## DOCUMENT TEXT
=== Begin Enclosure ===

After a catastrophic five-year tenure as Guyana’s Minister of Education, Priya Manickchand appears to be waging a full-blown digital rehabilitation campaign, and she’s not even trying to hide it.
In what can only be described as a coordinated flood of oddly synchronized praise; first made public by a Hana Mohamed facebook post, Manickchand’s Facebook page has become a nesting site of generic comments, all parroting the same scripted adoration for the minister of education. But Guyanese citizens are no fools. Many are now asking, Who are these ‘people’? Why are the comments nearly identical? And why does it all read like the output of a poorly programmed chatbot? Some are laughing and most find it embarrassing that a minister or her team should have to resort to such tactics.
In truth, Minister Manickchand is not riding high on a wave of public approval. She’s scrambling. And she has reason to be. Her time in office has been defined by failure and tragedy. It began with the abandonment of students during the COVID-19 pandemic, leaving thousands without learning support or digital tools. Then came the nationwide collapse in test scores, with alarming underperformance in core subjects like math and science. Teachers were mistreated and dismissed in union negotiations. And worst of all, her negligence played a role in the deaths of 20 girls in the Mahdia dorm fire, a national trauma still unresolved.

=== End Enclosure ===

## PROVIDED MATERIAL
=== Begin Enclosure ===

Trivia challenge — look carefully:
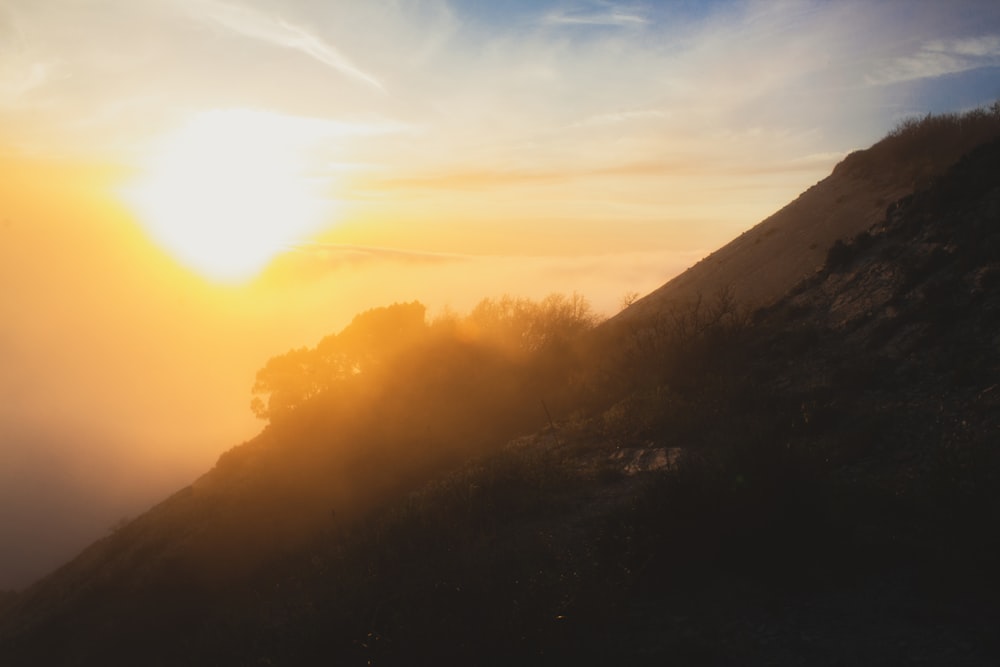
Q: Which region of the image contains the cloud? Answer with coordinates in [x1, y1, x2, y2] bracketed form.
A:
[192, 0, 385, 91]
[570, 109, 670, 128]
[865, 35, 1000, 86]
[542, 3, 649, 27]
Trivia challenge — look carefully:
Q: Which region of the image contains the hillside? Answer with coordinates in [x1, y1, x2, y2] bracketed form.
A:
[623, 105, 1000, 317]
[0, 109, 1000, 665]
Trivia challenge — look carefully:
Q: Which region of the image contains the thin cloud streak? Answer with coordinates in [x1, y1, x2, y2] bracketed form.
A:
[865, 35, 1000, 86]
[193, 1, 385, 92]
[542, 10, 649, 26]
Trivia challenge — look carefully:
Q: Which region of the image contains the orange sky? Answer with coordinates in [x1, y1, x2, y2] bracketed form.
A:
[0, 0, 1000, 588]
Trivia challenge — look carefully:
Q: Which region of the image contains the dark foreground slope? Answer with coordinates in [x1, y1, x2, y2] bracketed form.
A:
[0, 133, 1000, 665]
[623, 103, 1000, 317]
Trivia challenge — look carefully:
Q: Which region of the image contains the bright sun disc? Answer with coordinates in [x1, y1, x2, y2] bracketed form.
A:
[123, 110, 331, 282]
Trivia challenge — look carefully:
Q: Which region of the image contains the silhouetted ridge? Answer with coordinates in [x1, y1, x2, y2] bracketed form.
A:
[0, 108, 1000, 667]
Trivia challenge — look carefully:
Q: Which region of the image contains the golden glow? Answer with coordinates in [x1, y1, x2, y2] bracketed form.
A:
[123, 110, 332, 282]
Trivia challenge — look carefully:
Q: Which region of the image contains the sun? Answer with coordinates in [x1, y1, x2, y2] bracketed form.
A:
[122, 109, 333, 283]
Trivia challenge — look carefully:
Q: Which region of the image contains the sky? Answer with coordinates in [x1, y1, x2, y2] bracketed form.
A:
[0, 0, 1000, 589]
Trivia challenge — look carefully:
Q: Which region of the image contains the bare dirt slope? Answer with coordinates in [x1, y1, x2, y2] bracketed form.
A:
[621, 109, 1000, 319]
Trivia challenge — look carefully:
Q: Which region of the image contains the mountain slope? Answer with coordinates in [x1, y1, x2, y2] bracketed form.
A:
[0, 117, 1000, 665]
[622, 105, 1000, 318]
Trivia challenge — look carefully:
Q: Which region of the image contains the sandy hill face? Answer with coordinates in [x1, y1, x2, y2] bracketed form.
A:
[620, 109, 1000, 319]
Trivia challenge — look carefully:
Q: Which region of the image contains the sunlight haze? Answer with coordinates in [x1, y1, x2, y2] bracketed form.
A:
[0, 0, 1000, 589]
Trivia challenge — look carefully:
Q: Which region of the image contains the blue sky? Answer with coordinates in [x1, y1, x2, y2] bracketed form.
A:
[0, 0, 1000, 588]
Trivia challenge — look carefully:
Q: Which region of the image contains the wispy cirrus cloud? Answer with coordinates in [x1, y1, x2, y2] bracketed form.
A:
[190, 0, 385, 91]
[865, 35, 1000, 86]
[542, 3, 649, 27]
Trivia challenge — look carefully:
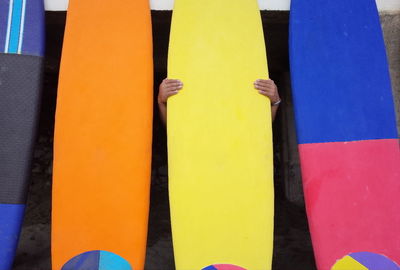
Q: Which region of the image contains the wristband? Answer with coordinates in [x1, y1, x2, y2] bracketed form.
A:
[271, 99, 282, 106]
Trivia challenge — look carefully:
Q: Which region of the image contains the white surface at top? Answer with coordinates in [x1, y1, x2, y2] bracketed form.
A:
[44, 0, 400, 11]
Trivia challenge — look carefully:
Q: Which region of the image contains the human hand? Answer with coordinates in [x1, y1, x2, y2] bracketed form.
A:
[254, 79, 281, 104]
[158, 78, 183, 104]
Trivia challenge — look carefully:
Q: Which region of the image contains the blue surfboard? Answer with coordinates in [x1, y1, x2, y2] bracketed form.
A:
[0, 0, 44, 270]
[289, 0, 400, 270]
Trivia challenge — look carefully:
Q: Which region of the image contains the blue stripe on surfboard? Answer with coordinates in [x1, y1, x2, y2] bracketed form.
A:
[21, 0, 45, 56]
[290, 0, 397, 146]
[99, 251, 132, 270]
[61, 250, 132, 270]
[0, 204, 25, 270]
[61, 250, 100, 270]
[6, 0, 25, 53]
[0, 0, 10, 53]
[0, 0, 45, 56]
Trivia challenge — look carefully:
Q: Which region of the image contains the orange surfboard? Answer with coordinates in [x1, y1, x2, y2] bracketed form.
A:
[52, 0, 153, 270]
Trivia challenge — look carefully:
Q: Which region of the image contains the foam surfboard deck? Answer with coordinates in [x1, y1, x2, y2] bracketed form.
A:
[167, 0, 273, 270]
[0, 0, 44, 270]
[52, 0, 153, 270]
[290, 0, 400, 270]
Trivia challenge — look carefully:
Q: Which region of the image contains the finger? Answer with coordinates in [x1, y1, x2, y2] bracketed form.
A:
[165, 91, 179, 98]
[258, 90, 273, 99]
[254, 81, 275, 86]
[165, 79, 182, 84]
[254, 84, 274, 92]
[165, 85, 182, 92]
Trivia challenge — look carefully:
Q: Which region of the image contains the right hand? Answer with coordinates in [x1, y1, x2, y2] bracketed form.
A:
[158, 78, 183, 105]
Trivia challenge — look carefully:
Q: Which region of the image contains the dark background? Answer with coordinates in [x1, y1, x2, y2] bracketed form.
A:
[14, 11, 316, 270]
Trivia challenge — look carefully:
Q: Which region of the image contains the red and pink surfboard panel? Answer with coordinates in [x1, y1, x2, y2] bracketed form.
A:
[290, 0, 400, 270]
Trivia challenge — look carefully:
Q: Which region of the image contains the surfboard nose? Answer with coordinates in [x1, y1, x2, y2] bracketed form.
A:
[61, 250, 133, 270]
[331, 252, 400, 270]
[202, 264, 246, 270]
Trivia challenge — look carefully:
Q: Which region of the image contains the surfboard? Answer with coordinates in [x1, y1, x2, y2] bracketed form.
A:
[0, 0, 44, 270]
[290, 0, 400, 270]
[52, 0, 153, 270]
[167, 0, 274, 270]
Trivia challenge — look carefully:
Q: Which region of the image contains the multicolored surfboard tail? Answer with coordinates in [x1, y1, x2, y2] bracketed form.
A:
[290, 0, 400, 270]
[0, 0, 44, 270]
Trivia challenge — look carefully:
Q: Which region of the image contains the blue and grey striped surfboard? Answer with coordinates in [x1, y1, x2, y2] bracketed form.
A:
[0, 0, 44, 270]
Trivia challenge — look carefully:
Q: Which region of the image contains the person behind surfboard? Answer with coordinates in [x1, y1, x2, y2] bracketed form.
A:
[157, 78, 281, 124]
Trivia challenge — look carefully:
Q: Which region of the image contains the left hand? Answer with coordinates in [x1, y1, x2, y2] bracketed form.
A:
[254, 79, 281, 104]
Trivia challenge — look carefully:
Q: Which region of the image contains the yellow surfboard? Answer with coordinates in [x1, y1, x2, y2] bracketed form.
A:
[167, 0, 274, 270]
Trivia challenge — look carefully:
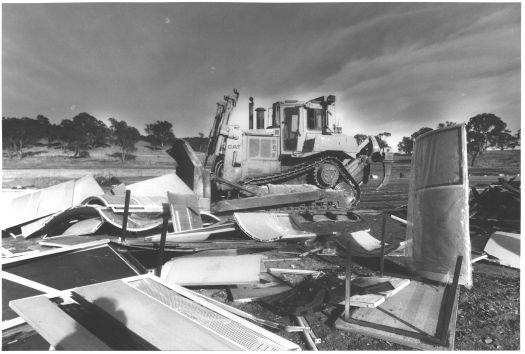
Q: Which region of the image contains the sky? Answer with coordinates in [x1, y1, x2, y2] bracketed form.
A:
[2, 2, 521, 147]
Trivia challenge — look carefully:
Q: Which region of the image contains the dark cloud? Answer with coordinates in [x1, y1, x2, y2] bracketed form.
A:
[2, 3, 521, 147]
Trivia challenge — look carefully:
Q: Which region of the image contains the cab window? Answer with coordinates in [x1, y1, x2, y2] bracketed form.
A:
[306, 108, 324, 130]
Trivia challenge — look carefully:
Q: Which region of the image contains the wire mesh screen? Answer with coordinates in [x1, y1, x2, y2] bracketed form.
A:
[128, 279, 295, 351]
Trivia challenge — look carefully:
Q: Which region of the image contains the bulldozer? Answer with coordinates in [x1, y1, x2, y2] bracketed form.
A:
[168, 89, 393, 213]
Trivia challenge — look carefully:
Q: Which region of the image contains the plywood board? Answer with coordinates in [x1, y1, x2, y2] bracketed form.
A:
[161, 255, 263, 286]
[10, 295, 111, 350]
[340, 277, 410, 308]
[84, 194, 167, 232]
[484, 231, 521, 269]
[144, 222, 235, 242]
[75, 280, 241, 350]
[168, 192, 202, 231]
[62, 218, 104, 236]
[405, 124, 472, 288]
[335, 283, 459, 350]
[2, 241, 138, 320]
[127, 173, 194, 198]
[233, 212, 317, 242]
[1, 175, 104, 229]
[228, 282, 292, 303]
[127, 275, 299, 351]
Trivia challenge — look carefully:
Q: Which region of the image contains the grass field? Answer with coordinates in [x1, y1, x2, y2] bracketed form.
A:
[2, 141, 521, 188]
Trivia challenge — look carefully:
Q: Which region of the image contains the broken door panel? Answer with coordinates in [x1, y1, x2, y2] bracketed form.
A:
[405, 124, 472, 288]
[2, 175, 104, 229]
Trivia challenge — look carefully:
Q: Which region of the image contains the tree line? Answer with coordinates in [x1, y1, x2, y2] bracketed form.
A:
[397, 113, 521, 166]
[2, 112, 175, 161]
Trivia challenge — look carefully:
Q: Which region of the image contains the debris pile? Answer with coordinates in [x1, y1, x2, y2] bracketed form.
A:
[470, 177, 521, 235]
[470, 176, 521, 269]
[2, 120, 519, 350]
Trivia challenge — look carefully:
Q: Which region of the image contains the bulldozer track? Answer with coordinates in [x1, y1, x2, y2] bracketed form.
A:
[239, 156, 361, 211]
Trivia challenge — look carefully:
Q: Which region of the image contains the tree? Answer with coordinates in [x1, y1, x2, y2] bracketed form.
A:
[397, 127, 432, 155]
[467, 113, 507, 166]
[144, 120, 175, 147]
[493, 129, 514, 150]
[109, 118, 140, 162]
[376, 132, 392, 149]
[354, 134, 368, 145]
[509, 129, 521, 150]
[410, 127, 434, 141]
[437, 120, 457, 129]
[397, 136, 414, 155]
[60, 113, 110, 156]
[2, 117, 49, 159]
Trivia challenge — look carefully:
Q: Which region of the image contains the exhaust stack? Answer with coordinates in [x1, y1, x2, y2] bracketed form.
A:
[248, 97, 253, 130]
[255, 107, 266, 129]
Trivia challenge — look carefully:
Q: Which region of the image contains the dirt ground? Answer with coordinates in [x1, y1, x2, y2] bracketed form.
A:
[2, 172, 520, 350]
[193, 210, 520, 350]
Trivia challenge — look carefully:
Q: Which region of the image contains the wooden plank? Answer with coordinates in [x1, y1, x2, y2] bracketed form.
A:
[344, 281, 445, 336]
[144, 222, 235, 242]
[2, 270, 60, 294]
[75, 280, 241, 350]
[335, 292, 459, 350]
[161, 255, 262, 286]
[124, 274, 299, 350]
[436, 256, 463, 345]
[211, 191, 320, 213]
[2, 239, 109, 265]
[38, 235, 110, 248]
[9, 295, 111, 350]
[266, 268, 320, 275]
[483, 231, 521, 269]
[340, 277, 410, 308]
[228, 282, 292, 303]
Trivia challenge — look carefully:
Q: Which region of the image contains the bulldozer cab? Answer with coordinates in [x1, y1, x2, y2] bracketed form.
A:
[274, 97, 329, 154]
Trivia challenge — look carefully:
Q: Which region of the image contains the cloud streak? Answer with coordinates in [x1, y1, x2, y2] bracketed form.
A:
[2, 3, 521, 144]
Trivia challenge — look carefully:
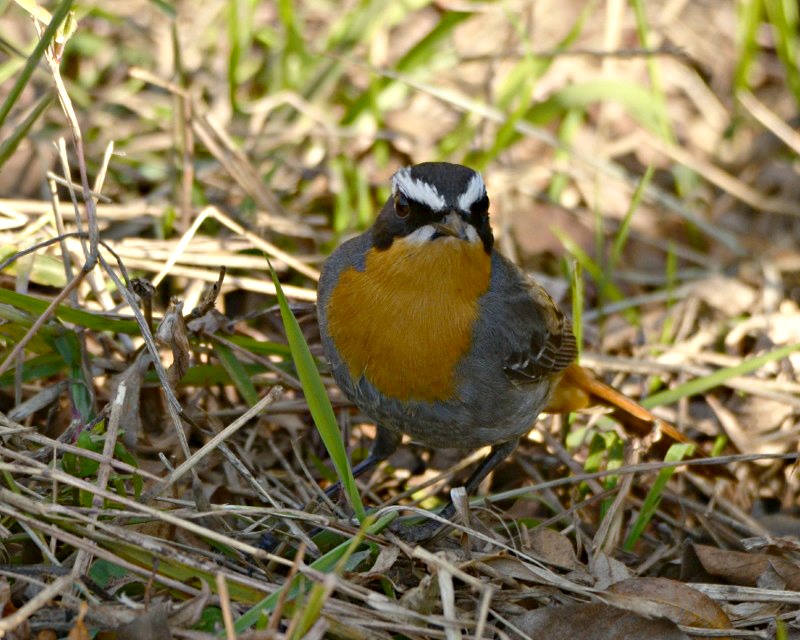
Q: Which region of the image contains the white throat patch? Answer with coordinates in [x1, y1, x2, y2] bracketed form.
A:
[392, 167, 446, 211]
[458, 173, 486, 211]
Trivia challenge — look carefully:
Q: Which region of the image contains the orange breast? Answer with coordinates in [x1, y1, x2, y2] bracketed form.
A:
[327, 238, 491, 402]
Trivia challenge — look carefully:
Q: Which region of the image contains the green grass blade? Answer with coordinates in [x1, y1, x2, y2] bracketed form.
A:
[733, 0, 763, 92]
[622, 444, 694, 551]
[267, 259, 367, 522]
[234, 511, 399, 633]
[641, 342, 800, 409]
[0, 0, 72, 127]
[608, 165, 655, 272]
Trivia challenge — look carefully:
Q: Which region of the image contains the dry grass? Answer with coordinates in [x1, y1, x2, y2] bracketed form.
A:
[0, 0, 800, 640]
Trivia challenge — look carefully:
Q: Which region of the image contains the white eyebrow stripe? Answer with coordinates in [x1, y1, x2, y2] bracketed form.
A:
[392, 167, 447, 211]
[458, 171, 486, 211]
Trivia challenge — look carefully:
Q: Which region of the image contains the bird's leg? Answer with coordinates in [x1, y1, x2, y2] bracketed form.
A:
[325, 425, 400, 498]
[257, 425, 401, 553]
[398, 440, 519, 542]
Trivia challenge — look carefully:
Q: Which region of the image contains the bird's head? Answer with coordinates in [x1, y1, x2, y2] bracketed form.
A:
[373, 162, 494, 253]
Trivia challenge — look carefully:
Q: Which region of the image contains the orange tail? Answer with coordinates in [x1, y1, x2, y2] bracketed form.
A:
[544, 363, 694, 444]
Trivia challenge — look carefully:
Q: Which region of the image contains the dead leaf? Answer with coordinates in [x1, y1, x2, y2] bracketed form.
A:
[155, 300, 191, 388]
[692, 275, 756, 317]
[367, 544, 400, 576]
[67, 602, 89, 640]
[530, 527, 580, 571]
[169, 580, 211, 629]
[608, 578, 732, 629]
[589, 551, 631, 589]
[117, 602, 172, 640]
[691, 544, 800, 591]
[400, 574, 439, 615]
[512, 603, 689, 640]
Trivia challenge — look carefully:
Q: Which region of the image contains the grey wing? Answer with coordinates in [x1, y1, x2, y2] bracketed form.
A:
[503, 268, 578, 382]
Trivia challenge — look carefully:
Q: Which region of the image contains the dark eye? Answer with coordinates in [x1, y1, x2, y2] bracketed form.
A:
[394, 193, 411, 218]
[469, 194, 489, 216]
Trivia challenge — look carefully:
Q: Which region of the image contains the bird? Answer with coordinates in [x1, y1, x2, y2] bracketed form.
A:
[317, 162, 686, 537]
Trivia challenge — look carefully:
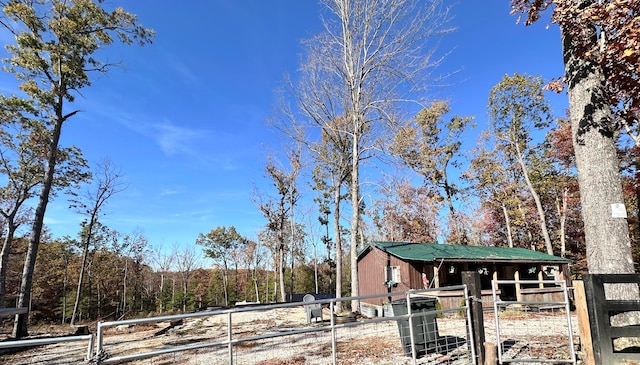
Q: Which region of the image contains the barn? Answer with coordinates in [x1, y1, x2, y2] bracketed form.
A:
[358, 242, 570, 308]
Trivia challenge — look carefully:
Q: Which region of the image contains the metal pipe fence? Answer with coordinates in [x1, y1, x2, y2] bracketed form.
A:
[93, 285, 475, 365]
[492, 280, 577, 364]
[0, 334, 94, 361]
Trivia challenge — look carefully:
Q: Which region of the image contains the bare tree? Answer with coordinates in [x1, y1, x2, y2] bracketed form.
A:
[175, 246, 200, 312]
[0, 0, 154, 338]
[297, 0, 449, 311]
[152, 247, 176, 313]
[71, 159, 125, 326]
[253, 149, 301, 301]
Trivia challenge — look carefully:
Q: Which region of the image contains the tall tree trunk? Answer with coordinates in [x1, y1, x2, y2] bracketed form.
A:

=== End Enclosure ===

## ACTIVITY LIST
**A.** Quote the article on Priya Manickchand between "After a catastrophic" and "to such tactics.", inclusive.
**B.** Render this sentence from the article on Priya Manickchand in Spanish: "Her time in office has been defined by failure and tragedy."
The material is separate from the article on Priya Manickchand and stands on its own.

## ANSWERS TO THE TASKS
**A.**
After a catastrophic five-year tenure as Guyana’s Minister of Education, Priya Manickchand appears to be waging a full-blown digital rehabilitation campaign, and she’s not even trying to hide it.
In what can only be described as a coordinated flood of oddly synchronized praise; first made public by a Hana Mohamed facebook post, Manickchand’s Facebook page has become a nesting site of generic comments, all parroting the same scripted adoration for the minister of education. But Guyanese citizens are no fools. Many are now asking, Who are these ‘people’? Why are the comments nearly identical? And why does it all read like the output of a poorly programmed chatbot? Some are laughing and most find it embarrassing that a minister or her team should have to resort to such tactics.

**B.** Su mandato ha estado marcado por el fracaso y la tragedia.